• _TO DO_
Rewrite the rows below as a numbered list with one line per item, skipping blank lines. Leave out the pictures.

• _Records_
>> Start
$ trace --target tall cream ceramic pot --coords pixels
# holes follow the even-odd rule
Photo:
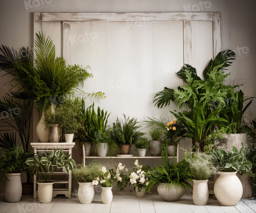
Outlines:
[[[6,173],[5,175],[10,181],[6,180],[4,184],[4,198],[7,202],[16,203],[20,200],[22,186],[20,173]]]
[[[94,197],[94,188],[92,182],[78,182],[78,199],[81,203],[88,204],[91,203]]]
[[[51,202],[52,197],[53,182],[49,183],[37,182],[38,185],[38,200],[41,203],[49,203]]]
[[[243,186],[237,172],[219,172],[214,184],[214,194],[222,206],[235,206],[242,197]]]
[[[193,201],[197,206],[204,206],[207,204],[209,198],[208,180],[193,180]]]
[[[49,129],[45,130],[45,127],[43,119],[45,118],[45,112],[42,113],[41,118],[36,126],[36,134],[40,141],[42,143],[49,142]]]

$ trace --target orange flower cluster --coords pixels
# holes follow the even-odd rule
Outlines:
[[[176,119],[174,118],[174,119],[173,119],[172,121],[168,122],[167,123],[167,124],[166,125],[167,126],[165,127],[165,128],[167,130],[167,131],[169,131],[170,129],[172,129],[173,130],[176,130],[176,127],[175,127],[173,126],[172,128],[171,126],[171,126],[172,125],[174,125],[176,123]]]

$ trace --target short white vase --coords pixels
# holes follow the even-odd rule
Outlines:
[[[219,172],[214,184],[214,194],[222,206],[235,206],[243,194],[243,186],[236,176],[237,172]]]
[[[138,189],[138,187],[137,186],[135,187],[135,192],[136,192],[136,196],[137,197],[144,197],[145,195],[145,190],[143,187],[142,189],[141,189],[141,191],[139,191]]]
[[[78,194],[78,199],[81,203],[91,203],[94,197],[94,188],[92,182],[80,183],[79,184]]]
[[[39,140],[42,143],[49,142],[49,129],[44,129],[45,126],[43,119],[45,118],[45,112],[42,112],[41,118],[36,126],[36,134]]]
[[[51,203],[52,197],[52,185],[54,182],[37,182],[36,183],[38,185],[37,191],[39,202],[41,203]]]
[[[197,206],[204,206],[208,203],[209,192],[208,180],[193,180],[193,201]]]
[[[64,134],[66,143],[72,143],[74,138],[74,134]]]
[[[97,150],[99,157],[106,157],[108,146],[107,143],[98,143]]]
[[[5,174],[10,181],[6,180],[4,184],[4,198],[7,202],[16,203],[20,200],[22,192],[20,174],[6,173]]]
[[[146,149],[138,149],[138,153],[139,157],[145,157],[146,155],[146,152],[147,151]]]
[[[112,187],[102,187],[101,192],[101,201],[104,204],[111,203],[113,199],[113,194],[112,192]]]

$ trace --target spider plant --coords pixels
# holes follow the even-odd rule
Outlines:
[[[113,139],[119,145],[131,144],[136,141],[145,133],[138,130],[140,126],[137,125],[139,122],[134,117],[130,119],[124,118],[124,122],[123,120],[120,120],[117,117],[115,122],[113,124],[113,127],[111,129]]]

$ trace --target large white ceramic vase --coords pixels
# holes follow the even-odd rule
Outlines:
[[[214,184],[214,194],[222,206],[235,206],[242,197],[243,186],[237,172],[219,172]]]

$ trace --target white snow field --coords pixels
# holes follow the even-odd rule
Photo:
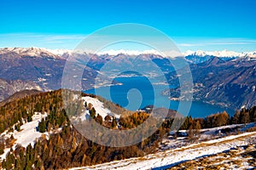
>> End
• _CORRECT RESPONSE_
1. $ trace --target tall cream ceramic pot --coords pixels
2. # holes follow the even-odd rule
3. Photo:
4. Outlines:
5. [[[6,173],[5,175],[10,181],[6,180],[4,184],[4,198],[7,202],[16,203],[20,200],[22,186],[20,173]]]
6. [[[94,197],[94,188],[92,182],[78,182],[78,199],[81,203],[88,204],[91,203]]]
7. [[[51,202],[52,197],[53,182],[49,183],[37,182],[38,185],[38,200],[41,203],[49,203]]]
8. [[[243,186],[237,172],[219,172],[214,184],[214,194],[222,206],[235,206],[242,197]]]
9. [[[193,201],[197,206],[204,206],[207,204],[209,198],[208,180],[193,180]]]
10. [[[49,129],[45,130],[45,127],[43,119],[45,118],[45,112],[42,113],[41,118],[36,126],[36,134],[40,141],[42,143],[49,142]]]
11. $ trace --target orange flower cluster --coords pixels
12. # holes follow the even-odd rule
13. Outlines:
14. [[[176,119],[174,118],[174,119],[173,119],[172,121],[168,122],[167,123],[167,124],[166,125],[167,126],[165,127],[165,128],[167,130],[167,131],[169,131],[170,129],[172,129],[173,130],[176,130],[176,127],[175,127],[173,126],[172,128],[171,126],[171,126],[172,125],[174,125],[176,123]]]
15. $ trace --target short white vase --coords pixels
16. # holes follow the even-odd rule
17. Outlines:
18. [[[219,172],[214,184],[214,194],[222,206],[235,206],[243,194],[243,186],[236,176],[237,172]]]
19. [[[138,189],[138,187],[137,186],[135,187],[135,192],[136,192],[136,196],[137,197],[144,197],[145,195],[145,190],[143,187],[142,189],[141,189],[141,191],[139,191]]]
20. [[[78,194],[78,199],[81,203],[91,203],[94,197],[94,188],[92,182],[80,183],[79,184]]]
21. [[[39,140],[42,143],[49,142],[49,129],[44,129],[45,126],[43,119],[45,118],[45,112],[42,112],[41,118],[36,126],[36,134]]]
22. [[[51,203],[52,197],[52,185],[54,182],[37,182],[36,183],[38,185],[37,191],[39,202],[41,203]]]
23. [[[197,206],[204,206],[208,203],[209,192],[208,180],[193,180],[193,201]]]
24. [[[64,134],[66,143],[72,143],[74,138],[74,134]]]
25. [[[97,150],[99,157],[106,157],[108,146],[107,143],[98,143]]]
26. [[[5,174],[10,181],[6,180],[4,184],[4,198],[7,202],[16,203],[20,200],[22,192],[20,174],[6,173]]]
27. [[[146,149],[138,149],[138,153],[139,157],[145,157],[146,155],[146,152],[147,151]]]
28. [[[112,187],[102,187],[101,192],[101,201],[104,204],[111,203],[113,199],[113,194],[112,192]]]
29. $ trace --target spider plant --coords pixels
30. # holes follow the even-odd rule
31. Outlines:
32. [[[113,139],[119,145],[131,144],[136,141],[145,133],[138,130],[140,126],[137,125],[139,122],[134,117],[130,119],[124,118],[124,122],[123,120],[120,120],[117,117],[115,122],[113,124],[113,127],[111,129]]]
33. $ trace --target large white ceramic vase --coords pixels
34. # holes follow the even-odd rule
35. Outlines:
36. [[[214,184],[214,194],[222,206],[235,206],[242,197],[243,186],[237,172],[219,172]]]
37. $ trace --target white snow field --coords pixels
38. # holes follow the even-odd rule
39. Photo:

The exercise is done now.